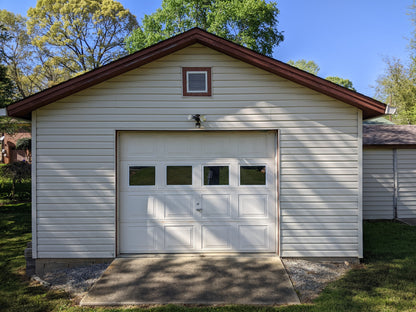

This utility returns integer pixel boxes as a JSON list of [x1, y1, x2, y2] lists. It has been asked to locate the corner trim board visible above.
[[31, 111, 38, 259]]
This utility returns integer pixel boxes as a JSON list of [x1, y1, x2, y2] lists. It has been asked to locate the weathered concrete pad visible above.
[[81, 256, 299, 306]]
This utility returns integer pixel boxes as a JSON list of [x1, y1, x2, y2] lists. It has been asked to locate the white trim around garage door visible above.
[[116, 130, 280, 256]]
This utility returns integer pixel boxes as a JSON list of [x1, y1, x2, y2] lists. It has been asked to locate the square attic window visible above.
[[182, 67, 211, 96]]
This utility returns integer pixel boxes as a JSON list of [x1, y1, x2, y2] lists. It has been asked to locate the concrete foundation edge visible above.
[[35, 258, 114, 277]]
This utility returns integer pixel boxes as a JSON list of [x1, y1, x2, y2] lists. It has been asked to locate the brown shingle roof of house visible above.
[[363, 125, 416, 147], [7, 28, 386, 119]]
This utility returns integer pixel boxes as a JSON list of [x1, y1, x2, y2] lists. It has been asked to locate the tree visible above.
[[325, 76, 357, 91], [125, 0, 283, 55], [27, 0, 137, 76], [287, 59, 356, 91], [0, 161, 31, 198], [376, 58, 416, 124], [375, 3, 416, 124], [16, 138, 32, 162], [287, 59, 320, 76], [0, 24, 14, 108], [0, 10, 44, 100]]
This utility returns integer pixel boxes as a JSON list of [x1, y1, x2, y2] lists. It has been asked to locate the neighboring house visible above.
[[363, 125, 416, 219], [4, 29, 385, 271], [0, 122, 31, 164]]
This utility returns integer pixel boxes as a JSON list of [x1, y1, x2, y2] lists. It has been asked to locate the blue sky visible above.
[[0, 0, 413, 97]]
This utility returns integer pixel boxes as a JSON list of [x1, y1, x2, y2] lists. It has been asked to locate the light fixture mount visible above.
[[188, 114, 206, 129]]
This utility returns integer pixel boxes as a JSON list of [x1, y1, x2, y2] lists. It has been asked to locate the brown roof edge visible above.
[[363, 144, 416, 149], [7, 28, 385, 119]]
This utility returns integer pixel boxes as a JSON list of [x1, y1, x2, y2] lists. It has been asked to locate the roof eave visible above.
[[7, 28, 386, 119]]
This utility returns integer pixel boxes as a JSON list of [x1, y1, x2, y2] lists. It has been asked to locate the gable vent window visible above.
[[182, 67, 211, 96]]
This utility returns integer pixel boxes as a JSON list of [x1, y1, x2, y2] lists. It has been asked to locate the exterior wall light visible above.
[[188, 114, 207, 129]]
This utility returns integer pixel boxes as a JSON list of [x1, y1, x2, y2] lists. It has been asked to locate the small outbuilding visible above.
[[363, 125, 416, 219], [4, 29, 385, 270]]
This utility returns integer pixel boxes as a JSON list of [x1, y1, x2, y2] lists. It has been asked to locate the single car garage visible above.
[[7, 28, 385, 273]]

**STATED GOAL:** From the entries above, pick out and copy each line that contains the word "window". Case counts.

**EXERCISE SOLUTION:**
This utility returns integer pixel boxes as a JSON list of [x1, y1, x2, y2] lists. It has been asked to locate the square attic window visible above.
This utility returns integer pixel boxes as a JSON list of [x1, y1, x2, y2] lists. It has been asked to locate the gable vent window visible above.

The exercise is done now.